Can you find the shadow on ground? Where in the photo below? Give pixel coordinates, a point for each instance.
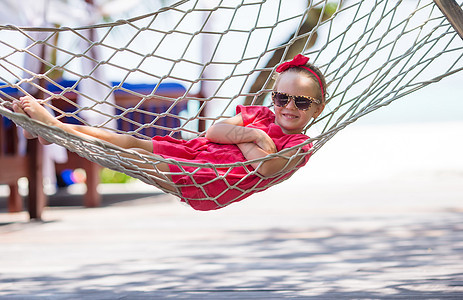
(420, 260)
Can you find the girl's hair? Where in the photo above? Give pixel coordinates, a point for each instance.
(316, 70)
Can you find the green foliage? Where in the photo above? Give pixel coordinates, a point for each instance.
(110, 176)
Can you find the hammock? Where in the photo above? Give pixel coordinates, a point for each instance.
(223, 54)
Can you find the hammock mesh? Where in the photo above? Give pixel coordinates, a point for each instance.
(215, 55)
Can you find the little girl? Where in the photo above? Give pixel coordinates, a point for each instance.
(254, 132)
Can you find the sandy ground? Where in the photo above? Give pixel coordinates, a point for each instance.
(376, 214)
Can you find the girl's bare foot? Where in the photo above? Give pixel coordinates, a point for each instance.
(37, 112)
(17, 108)
(31, 107)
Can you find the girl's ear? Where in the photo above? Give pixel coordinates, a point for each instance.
(318, 110)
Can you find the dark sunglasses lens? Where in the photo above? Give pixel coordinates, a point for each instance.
(280, 99)
(302, 103)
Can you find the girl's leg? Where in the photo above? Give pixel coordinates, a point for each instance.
(164, 180)
(31, 107)
(35, 110)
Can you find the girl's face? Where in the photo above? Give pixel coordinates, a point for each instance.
(290, 118)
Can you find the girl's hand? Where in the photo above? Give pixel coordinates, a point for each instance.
(265, 142)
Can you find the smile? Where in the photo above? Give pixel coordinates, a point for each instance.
(290, 116)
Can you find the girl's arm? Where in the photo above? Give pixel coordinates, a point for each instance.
(253, 143)
(269, 167)
(232, 131)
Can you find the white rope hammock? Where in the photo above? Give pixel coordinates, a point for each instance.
(223, 53)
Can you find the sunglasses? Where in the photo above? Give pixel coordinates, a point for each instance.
(302, 102)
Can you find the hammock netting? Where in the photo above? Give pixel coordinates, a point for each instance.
(198, 60)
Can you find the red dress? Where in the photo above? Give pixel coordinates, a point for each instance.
(204, 188)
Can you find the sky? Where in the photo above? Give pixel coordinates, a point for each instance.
(439, 102)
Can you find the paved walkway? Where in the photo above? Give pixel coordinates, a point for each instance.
(380, 218)
(390, 239)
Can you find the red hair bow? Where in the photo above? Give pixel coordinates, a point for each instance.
(298, 61)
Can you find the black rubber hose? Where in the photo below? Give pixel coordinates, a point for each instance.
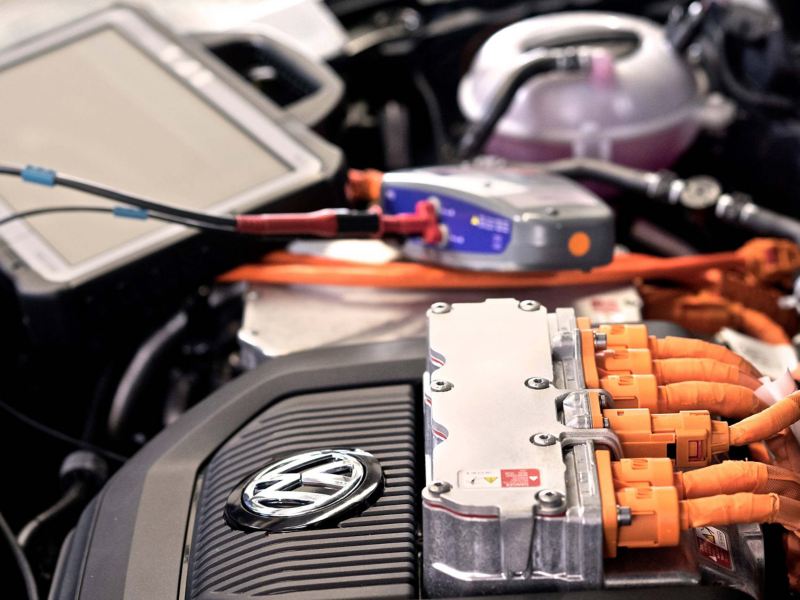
(139, 371)
(540, 62)
(72, 497)
(736, 209)
(649, 183)
(22, 562)
(740, 211)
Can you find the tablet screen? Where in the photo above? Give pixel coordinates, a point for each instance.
(102, 109)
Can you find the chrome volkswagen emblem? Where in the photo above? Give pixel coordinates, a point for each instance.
(305, 490)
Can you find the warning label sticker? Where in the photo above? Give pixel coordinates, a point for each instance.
(499, 478)
(712, 543)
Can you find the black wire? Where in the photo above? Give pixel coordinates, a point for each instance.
(150, 215)
(28, 534)
(41, 427)
(738, 90)
(104, 192)
(22, 563)
(118, 196)
(479, 132)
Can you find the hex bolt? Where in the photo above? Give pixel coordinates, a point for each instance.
(550, 501)
(600, 341)
(438, 385)
(529, 305)
(439, 487)
(537, 383)
(543, 439)
(440, 308)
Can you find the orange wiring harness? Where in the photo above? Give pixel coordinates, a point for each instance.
(665, 393)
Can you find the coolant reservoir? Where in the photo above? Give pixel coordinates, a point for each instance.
(639, 105)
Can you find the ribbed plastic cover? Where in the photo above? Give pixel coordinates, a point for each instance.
(368, 556)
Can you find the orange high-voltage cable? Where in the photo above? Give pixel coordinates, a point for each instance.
(740, 508)
(734, 476)
(707, 312)
(676, 370)
(767, 423)
(678, 347)
(284, 268)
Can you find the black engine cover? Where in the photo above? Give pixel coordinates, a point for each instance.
(135, 539)
(371, 555)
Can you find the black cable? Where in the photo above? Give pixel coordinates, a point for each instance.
(740, 92)
(67, 439)
(150, 215)
(22, 563)
(165, 209)
(30, 532)
(539, 63)
(633, 180)
(139, 370)
(51, 178)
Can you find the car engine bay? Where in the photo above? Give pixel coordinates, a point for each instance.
(400, 299)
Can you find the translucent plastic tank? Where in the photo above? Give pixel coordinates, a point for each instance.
(639, 105)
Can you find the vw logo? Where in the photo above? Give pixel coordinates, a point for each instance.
(305, 490)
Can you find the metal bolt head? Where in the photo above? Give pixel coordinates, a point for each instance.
(440, 308)
(550, 501)
(439, 385)
(600, 341)
(543, 439)
(439, 487)
(529, 305)
(537, 383)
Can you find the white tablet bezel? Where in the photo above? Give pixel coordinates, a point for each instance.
(185, 66)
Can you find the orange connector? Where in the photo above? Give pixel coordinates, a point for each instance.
(690, 438)
(652, 512)
(642, 391)
(643, 472)
(625, 361)
(632, 391)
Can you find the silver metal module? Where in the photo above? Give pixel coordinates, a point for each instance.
(439, 487)
(440, 308)
(512, 503)
(529, 305)
(543, 439)
(524, 510)
(537, 383)
(441, 386)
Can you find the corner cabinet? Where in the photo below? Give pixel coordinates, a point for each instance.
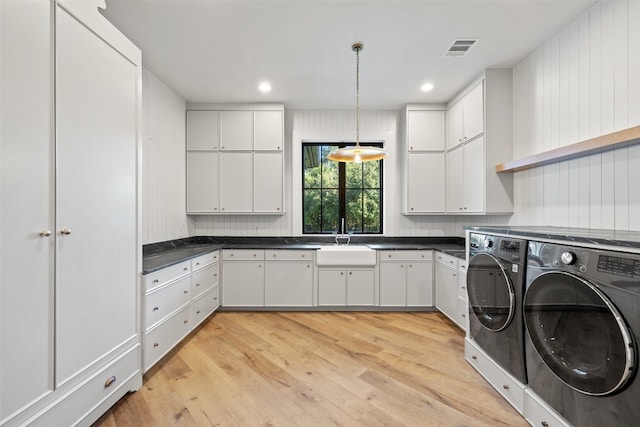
(479, 136)
(235, 160)
(71, 259)
(424, 159)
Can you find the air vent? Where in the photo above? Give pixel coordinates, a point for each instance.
(460, 47)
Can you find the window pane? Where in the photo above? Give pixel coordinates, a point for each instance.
(354, 211)
(330, 210)
(372, 217)
(354, 175)
(312, 211)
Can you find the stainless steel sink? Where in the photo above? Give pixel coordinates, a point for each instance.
(346, 255)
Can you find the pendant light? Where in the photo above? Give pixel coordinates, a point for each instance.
(357, 153)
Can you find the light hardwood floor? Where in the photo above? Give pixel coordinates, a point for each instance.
(316, 369)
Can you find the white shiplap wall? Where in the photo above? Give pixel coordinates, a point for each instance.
(163, 162)
(583, 83)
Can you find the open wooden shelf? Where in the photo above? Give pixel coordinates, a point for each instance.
(602, 143)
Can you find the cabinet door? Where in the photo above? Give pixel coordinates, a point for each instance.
(474, 167)
(236, 178)
(236, 130)
(203, 182)
(243, 284)
(26, 204)
(268, 182)
(419, 284)
(268, 133)
(203, 130)
(360, 287)
(455, 133)
(425, 130)
(455, 180)
(332, 287)
(96, 127)
(473, 112)
(289, 284)
(447, 291)
(425, 183)
(393, 284)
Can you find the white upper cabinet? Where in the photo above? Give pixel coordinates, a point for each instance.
(236, 130)
(268, 130)
(465, 118)
(203, 130)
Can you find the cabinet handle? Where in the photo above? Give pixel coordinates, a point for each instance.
(109, 381)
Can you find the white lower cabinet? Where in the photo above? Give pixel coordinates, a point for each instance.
(288, 280)
(346, 287)
(509, 387)
(406, 278)
(538, 413)
(177, 299)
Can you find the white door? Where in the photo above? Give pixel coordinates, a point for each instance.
(26, 204)
(96, 274)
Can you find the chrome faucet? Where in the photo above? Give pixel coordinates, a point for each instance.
(342, 235)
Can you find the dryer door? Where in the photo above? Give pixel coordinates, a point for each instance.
(492, 297)
(579, 333)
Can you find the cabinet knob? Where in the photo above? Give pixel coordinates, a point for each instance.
(109, 381)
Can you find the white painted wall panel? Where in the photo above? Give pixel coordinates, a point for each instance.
(582, 83)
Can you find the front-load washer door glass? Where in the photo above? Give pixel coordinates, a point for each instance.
(491, 294)
(578, 333)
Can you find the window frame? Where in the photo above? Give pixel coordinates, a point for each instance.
(342, 187)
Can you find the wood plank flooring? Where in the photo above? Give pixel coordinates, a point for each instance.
(316, 369)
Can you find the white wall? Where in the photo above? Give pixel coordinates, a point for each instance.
(583, 83)
(163, 162)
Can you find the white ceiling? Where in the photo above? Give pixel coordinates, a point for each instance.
(219, 50)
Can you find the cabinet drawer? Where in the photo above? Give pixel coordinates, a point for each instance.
(204, 279)
(289, 255)
(462, 285)
(204, 260)
(95, 390)
(243, 255)
(510, 388)
(166, 275)
(539, 413)
(206, 304)
(406, 255)
(158, 341)
(165, 300)
(448, 260)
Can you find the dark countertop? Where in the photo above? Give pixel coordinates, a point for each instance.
(621, 239)
(164, 254)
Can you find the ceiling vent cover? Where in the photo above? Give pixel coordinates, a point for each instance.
(460, 47)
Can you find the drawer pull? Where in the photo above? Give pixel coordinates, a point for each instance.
(109, 381)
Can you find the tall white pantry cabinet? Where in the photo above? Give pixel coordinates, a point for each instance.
(69, 253)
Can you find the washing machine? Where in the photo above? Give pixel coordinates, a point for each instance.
(495, 287)
(582, 318)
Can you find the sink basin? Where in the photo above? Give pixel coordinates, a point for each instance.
(346, 255)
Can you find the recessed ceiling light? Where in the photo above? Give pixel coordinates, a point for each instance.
(427, 87)
(264, 87)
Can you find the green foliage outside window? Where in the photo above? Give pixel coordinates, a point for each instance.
(333, 190)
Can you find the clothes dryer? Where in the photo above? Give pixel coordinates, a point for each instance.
(495, 286)
(582, 317)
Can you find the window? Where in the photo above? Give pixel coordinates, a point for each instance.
(332, 191)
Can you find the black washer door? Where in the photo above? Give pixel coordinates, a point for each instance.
(578, 333)
(491, 294)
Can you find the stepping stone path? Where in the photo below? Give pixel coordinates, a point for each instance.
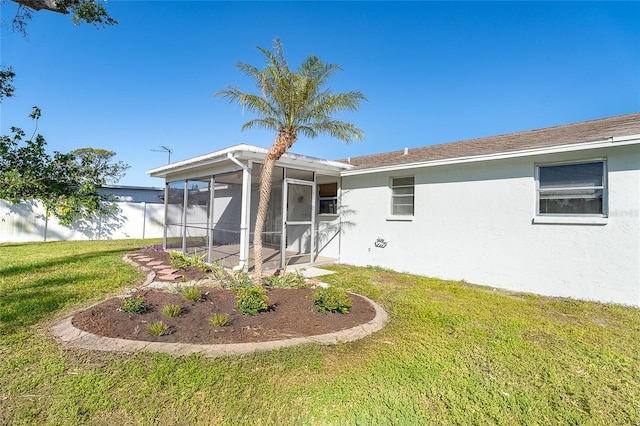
(164, 271)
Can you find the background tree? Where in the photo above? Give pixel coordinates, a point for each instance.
(81, 11)
(68, 185)
(6, 82)
(290, 103)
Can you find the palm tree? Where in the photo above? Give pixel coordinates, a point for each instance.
(290, 103)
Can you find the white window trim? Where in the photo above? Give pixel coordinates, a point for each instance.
(336, 198)
(401, 217)
(576, 219)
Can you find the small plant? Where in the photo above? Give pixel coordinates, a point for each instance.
(240, 280)
(158, 328)
(252, 300)
(172, 310)
(286, 280)
(178, 259)
(155, 247)
(191, 294)
(218, 320)
(332, 299)
(133, 305)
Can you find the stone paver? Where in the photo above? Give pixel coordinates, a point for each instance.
(169, 277)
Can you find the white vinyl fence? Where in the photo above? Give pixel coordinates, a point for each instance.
(27, 222)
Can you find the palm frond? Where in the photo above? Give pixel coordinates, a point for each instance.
(296, 101)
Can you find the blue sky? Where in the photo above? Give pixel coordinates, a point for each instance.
(433, 72)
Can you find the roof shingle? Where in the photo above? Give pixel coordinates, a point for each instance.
(586, 131)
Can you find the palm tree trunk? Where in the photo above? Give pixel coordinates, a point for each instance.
(263, 205)
(285, 139)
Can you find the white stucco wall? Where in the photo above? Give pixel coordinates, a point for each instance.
(474, 222)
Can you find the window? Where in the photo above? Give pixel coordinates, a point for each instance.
(572, 189)
(402, 196)
(328, 198)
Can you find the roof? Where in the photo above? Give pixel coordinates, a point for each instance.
(586, 131)
(227, 159)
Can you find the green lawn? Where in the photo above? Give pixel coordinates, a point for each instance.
(452, 353)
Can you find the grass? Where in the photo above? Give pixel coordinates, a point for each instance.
(452, 353)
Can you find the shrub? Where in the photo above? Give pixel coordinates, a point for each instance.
(218, 320)
(133, 305)
(172, 310)
(252, 300)
(158, 328)
(286, 280)
(240, 280)
(191, 294)
(178, 259)
(332, 299)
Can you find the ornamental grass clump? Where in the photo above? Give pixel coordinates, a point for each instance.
(172, 310)
(219, 320)
(332, 299)
(191, 294)
(252, 300)
(133, 305)
(158, 329)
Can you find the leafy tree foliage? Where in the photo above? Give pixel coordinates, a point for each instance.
(68, 185)
(81, 11)
(290, 102)
(6, 82)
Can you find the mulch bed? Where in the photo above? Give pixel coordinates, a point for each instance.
(291, 314)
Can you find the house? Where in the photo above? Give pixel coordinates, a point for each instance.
(554, 211)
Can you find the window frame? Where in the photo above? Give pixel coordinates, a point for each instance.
(595, 218)
(333, 198)
(393, 196)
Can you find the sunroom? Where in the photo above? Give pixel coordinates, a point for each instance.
(211, 206)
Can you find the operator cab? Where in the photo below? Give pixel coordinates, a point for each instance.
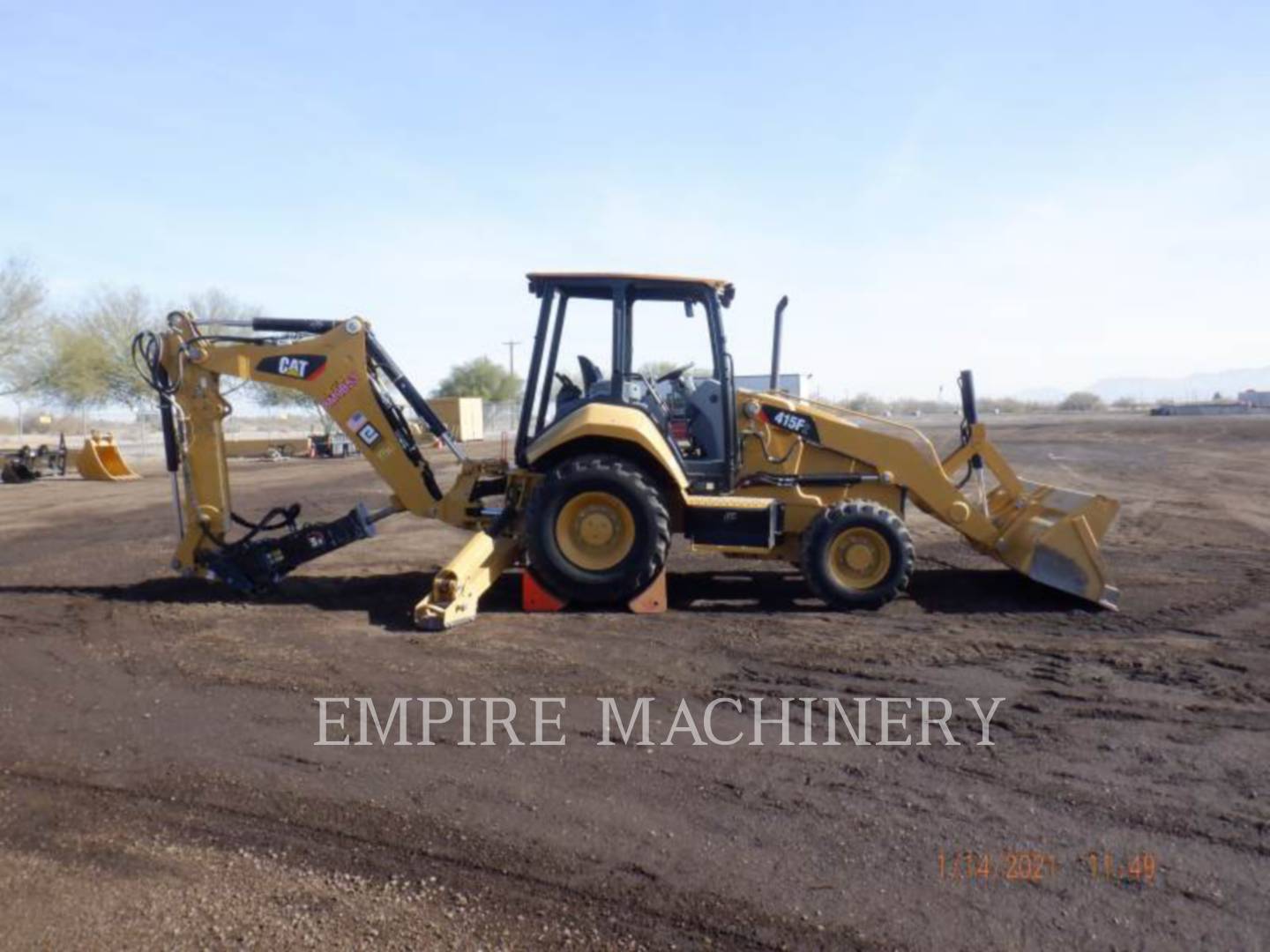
(634, 323)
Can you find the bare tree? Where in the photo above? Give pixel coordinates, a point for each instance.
(88, 361)
(22, 324)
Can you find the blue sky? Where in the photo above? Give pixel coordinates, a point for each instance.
(1050, 193)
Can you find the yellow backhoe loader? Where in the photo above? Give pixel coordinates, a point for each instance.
(606, 469)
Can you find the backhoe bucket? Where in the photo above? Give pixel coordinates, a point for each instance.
(1054, 539)
(101, 460)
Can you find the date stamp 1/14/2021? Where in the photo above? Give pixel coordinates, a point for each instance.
(1036, 867)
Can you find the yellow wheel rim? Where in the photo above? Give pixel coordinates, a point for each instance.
(859, 557)
(594, 531)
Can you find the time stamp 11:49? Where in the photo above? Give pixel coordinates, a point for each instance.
(1034, 866)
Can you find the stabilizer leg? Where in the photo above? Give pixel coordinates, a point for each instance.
(458, 588)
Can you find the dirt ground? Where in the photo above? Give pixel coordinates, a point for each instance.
(159, 782)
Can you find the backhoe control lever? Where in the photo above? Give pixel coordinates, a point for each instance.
(256, 566)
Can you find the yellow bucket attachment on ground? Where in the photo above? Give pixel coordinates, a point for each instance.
(101, 460)
(1054, 537)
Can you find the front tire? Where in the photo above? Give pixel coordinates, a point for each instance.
(598, 530)
(857, 555)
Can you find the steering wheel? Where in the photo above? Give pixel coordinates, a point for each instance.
(677, 372)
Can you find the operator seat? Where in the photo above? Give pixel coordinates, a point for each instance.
(591, 375)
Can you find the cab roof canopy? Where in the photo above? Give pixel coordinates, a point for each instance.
(601, 285)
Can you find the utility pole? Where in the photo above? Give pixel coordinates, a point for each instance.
(511, 355)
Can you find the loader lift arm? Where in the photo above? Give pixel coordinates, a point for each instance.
(342, 367)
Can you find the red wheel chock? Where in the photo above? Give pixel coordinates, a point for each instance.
(534, 598)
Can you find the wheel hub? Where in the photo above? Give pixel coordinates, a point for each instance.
(859, 557)
(594, 531)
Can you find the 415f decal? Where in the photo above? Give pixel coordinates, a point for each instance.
(798, 423)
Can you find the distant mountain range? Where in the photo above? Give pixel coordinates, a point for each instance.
(1197, 386)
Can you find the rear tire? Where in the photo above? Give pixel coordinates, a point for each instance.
(598, 530)
(857, 555)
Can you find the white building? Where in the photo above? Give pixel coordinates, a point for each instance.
(1256, 398)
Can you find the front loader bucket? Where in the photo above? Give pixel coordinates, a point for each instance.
(101, 460)
(1054, 539)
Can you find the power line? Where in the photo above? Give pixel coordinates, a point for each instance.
(511, 354)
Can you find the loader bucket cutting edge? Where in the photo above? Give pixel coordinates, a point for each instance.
(101, 460)
(1054, 539)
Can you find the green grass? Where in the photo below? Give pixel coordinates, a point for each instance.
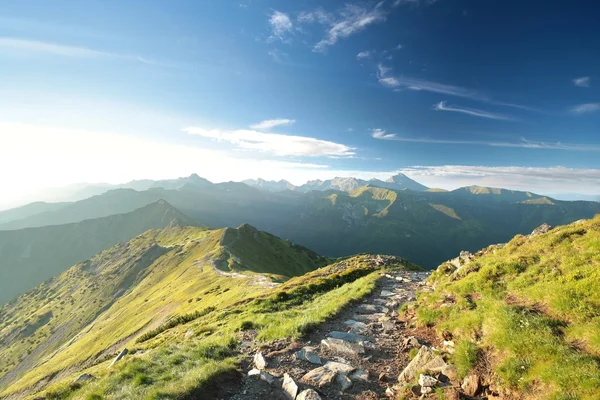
(533, 306)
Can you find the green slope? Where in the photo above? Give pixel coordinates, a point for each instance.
(30, 256)
(426, 227)
(81, 317)
(530, 309)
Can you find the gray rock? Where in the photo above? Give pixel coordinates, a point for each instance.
(349, 337)
(290, 388)
(343, 346)
(259, 361)
(308, 394)
(84, 378)
(417, 364)
(344, 382)
(262, 375)
(307, 354)
(427, 381)
(359, 375)
(122, 354)
(470, 385)
(325, 375)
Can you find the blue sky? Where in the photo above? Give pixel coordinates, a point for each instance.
(453, 92)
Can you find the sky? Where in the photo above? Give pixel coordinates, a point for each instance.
(500, 93)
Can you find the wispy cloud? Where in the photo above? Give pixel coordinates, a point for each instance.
(542, 180)
(584, 81)
(380, 134)
(400, 82)
(523, 143)
(363, 55)
(271, 123)
(281, 25)
(349, 20)
(441, 106)
(51, 48)
(274, 143)
(585, 108)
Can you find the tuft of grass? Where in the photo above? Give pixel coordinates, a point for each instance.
(465, 357)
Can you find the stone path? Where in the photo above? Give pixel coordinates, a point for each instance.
(359, 354)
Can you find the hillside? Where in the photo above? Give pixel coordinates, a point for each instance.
(133, 292)
(426, 227)
(30, 256)
(525, 316)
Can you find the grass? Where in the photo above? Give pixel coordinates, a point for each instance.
(533, 306)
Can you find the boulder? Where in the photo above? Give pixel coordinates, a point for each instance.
(343, 382)
(122, 354)
(427, 381)
(84, 378)
(259, 361)
(359, 375)
(343, 347)
(262, 375)
(470, 385)
(308, 394)
(424, 356)
(290, 388)
(307, 354)
(349, 337)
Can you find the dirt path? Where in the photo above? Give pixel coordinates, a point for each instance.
(366, 342)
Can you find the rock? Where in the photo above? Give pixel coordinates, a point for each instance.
(343, 381)
(360, 328)
(349, 337)
(307, 354)
(84, 378)
(289, 387)
(436, 365)
(343, 346)
(308, 394)
(427, 381)
(470, 385)
(540, 230)
(325, 375)
(388, 325)
(366, 309)
(450, 372)
(259, 361)
(411, 342)
(262, 375)
(359, 375)
(122, 354)
(417, 364)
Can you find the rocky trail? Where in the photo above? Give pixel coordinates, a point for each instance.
(362, 353)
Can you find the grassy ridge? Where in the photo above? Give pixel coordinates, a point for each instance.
(176, 366)
(531, 308)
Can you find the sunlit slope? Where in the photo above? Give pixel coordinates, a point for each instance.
(30, 256)
(85, 314)
(531, 309)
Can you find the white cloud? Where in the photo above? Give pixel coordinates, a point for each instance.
(348, 21)
(274, 143)
(380, 134)
(281, 24)
(523, 143)
(50, 48)
(271, 123)
(441, 106)
(557, 179)
(584, 81)
(586, 108)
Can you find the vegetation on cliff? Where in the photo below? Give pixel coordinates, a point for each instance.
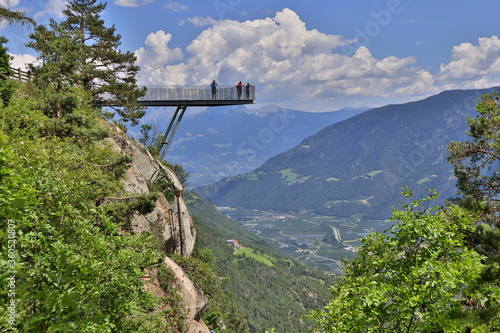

## Work to be completed
Pull out every line in the records above that contains the string "bolt". Case counts.

## Final result
Can you find the hex bolt? Where in the photo above? Give pixel coordinates, a point for each instance.
Can you find the metal bolt head? Where in the photo above? Give pixel coordinates, a point for each instance.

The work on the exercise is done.